** Data for analysis follows **

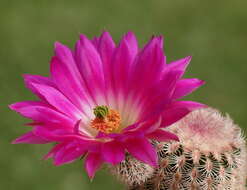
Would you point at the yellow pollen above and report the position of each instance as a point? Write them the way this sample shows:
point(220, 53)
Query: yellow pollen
point(108, 124)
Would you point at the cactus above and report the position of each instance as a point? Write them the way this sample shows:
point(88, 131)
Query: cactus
point(211, 155)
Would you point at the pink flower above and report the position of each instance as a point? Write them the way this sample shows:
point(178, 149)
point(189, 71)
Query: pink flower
point(103, 100)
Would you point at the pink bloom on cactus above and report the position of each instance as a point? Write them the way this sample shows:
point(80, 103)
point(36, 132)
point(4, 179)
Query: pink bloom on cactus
point(102, 100)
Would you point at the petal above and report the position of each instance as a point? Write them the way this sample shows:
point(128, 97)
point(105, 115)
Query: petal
point(113, 152)
point(162, 135)
point(69, 153)
point(93, 162)
point(41, 112)
point(180, 64)
point(30, 138)
point(157, 98)
point(186, 86)
point(54, 150)
point(142, 150)
point(58, 100)
point(121, 65)
point(72, 88)
point(148, 66)
point(177, 110)
point(90, 66)
point(57, 135)
point(30, 79)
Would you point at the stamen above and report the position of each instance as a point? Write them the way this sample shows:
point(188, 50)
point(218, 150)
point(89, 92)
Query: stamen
point(106, 120)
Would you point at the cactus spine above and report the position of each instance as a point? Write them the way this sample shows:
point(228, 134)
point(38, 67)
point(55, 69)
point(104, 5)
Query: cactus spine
point(211, 155)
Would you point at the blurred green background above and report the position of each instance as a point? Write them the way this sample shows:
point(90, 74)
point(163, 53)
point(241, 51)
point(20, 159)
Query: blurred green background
point(214, 32)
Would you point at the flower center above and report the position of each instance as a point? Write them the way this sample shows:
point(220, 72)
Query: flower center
point(106, 120)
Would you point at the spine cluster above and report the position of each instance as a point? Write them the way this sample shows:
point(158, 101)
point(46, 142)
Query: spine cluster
point(211, 155)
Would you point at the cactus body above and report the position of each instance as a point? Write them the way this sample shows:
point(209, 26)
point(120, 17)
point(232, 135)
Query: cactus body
point(211, 155)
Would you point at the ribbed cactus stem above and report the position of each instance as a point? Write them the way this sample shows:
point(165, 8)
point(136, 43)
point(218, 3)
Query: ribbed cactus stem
point(211, 155)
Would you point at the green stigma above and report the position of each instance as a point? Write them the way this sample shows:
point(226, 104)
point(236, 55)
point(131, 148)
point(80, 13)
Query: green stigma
point(101, 111)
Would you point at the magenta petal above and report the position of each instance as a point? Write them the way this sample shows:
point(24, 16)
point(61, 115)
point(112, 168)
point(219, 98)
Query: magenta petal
point(142, 150)
point(30, 79)
point(69, 84)
point(30, 138)
point(113, 152)
point(54, 150)
point(186, 86)
point(178, 110)
point(180, 65)
point(93, 162)
point(148, 66)
point(90, 66)
point(69, 153)
point(161, 135)
point(42, 112)
point(58, 100)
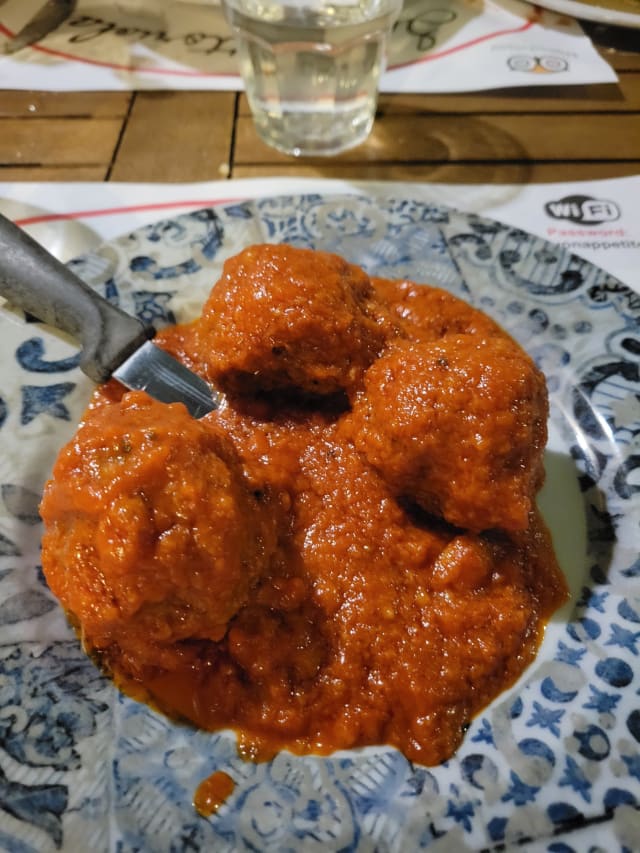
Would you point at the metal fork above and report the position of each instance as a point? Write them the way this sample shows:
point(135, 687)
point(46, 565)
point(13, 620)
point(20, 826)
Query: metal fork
point(50, 16)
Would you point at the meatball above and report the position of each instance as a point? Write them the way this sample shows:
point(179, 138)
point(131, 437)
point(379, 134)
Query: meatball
point(425, 313)
point(152, 536)
point(282, 317)
point(458, 426)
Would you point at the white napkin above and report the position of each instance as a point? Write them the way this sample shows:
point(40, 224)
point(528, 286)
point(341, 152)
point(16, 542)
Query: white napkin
point(436, 46)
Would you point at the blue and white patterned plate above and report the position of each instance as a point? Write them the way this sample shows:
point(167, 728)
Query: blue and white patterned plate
point(554, 764)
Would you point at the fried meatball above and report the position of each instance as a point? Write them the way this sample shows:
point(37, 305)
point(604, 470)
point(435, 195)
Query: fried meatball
point(152, 536)
point(425, 313)
point(282, 317)
point(458, 426)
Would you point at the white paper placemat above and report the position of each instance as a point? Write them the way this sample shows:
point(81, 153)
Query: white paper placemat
point(598, 220)
point(437, 46)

** End of Data for analysis **

→ Activity
Return every entry above exactly. Pictures stay out.

→ Output for this task
Would you point at the yellow pollen above and report the position of each instance as a point? Write them the way this sample shows:
point(220, 53)
Query: yellow pollen
point(108, 124)
Would you point at the cactus above and report the position of each instance as a point? Write them the way this sample shows:
point(88, 131)
Query: cactus
point(211, 155)
Would you point at the pink flower above and report the position of each instance as a point? Write them the way this sample shows:
point(178, 149)
point(189, 71)
Query: pink flower
point(103, 100)
Would you point at the pink bloom on cactus above and report the position of each instance as a point? Write them the way this sample shows:
point(80, 103)
point(36, 132)
point(4, 179)
Query: pink bloom on cactus
point(102, 100)
Would you point at the petal above and report the position of each instance as a point? Write them the way this sample shows:
point(128, 97)
point(105, 115)
Query: petal
point(113, 152)
point(162, 135)
point(69, 153)
point(93, 162)
point(41, 112)
point(180, 64)
point(30, 138)
point(157, 98)
point(186, 86)
point(54, 150)
point(142, 150)
point(58, 100)
point(121, 65)
point(72, 88)
point(148, 66)
point(177, 110)
point(90, 66)
point(57, 135)
point(30, 79)
Would you point at the stamen above and report the position of each instance as a point? Write them the way this sample shows:
point(188, 50)
point(218, 150)
point(89, 92)
Query: stamen
point(106, 120)
Would you point at the cactus spine above and report the position of each instance as a point? Write them the way this sample shows:
point(228, 134)
point(38, 67)
point(55, 69)
point(104, 5)
Query: cactus spine
point(211, 155)
Would you point at the blurred green background above and report the position of each instance as a point? Write them the way this sample shows:
point(90, 74)
point(163, 53)
point(241, 51)
point(20, 159)
Query: blurred green background
point(214, 32)
Would you point at the flower center above and report the position of each instance as a point? Write them the way this sample shows:
point(220, 72)
Query: flower center
point(106, 120)
Would you point at the spine cluster above and report the position of each instance as a point? Write them the way this sample shows:
point(158, 101)
point(46, 142)
Query: spine cluster
point(211, 155)
Would you point at the cactus body above and report the position of each instance as a point? Write them the way this sample shows:
point(209, 26)
point(120, 17)
point(232, 135)
Query: cactus body
point(211, 155)
Would you point at the ribbed cactus stem above and report the position of each instance as a point? Write them the way this sample shows:
point(165, 8)
point(136, 43)
point(218, 3)
Query: ribbed cactus stem
point(211, 155)
Would you point at the green stigma above and report the position of each instance as a point? Write them the way this sample shows:
point(226, 104)
point(236, 55)
point(131, 148)
point(80, 13)
Query: green stigma
point(101, 111)
Would you point at the magenta petal above and report the position of each instance as a point? Write them the way this sample shows:
point(24, 16)
point(61, 115)
point(112, 168)
point(219, 98)
Query: magenta petal
point(142, 150)
point(30, 79)
point(69, 84)
point(30, 138)
point(113, 152)
point(54, 150)
point(186, 86)
point(178, 110)
point(180, 65)
point(93, 162)
point(148, 66)
point(90, 66)
point(69, 153)
point(161, 135)
point(42, 112)
point(58, 100)
Would you point at the metal fork above and report the position of each instance as a point? Write them the way this sample shows:
point(135, 687)
point(46, 565)
point(13, 620)
point(20, 826)
Query: metal fork
point(50, 16)
Would you point at the meatball above and report the position of each instance as a point? Write them the way this sample shows:
point(179, 138)
point(131, 437)
point(379, 134)
Query: meatball
point(425, 313)
point(152, 536)
point(282, 317)
point(458, 426)
Would you point at the white napkin above and report the position of each instance as a point? Write them the way this sample shows:
point(40, 224)
point(528, 286)
point(341, 152)
point(16, 542)
Query: white napkin
point(436, 46)
Would you point at the blue and white patterned plate above and report the position of each instance as a point? Write them the way this sample shows:
point(167, 728)
Query: blue and white patterned plate
point(554, 764)
Would you point at the fried meatball above and report the position of each instance as a point? Write them the way this sample shows:
point(37, 305)
point(604, 470)
point(435, 195)
Query: fried meatball
point(152, 536)
point(425, 313)
point(282, 317)
point(458, 426)
Would you point at the white paper placemat above and report the position of each instance as a point? Write them the way this sample shows:
point(81, 153)
Query: white paper placemat
point(598, 220)
point(437, 46)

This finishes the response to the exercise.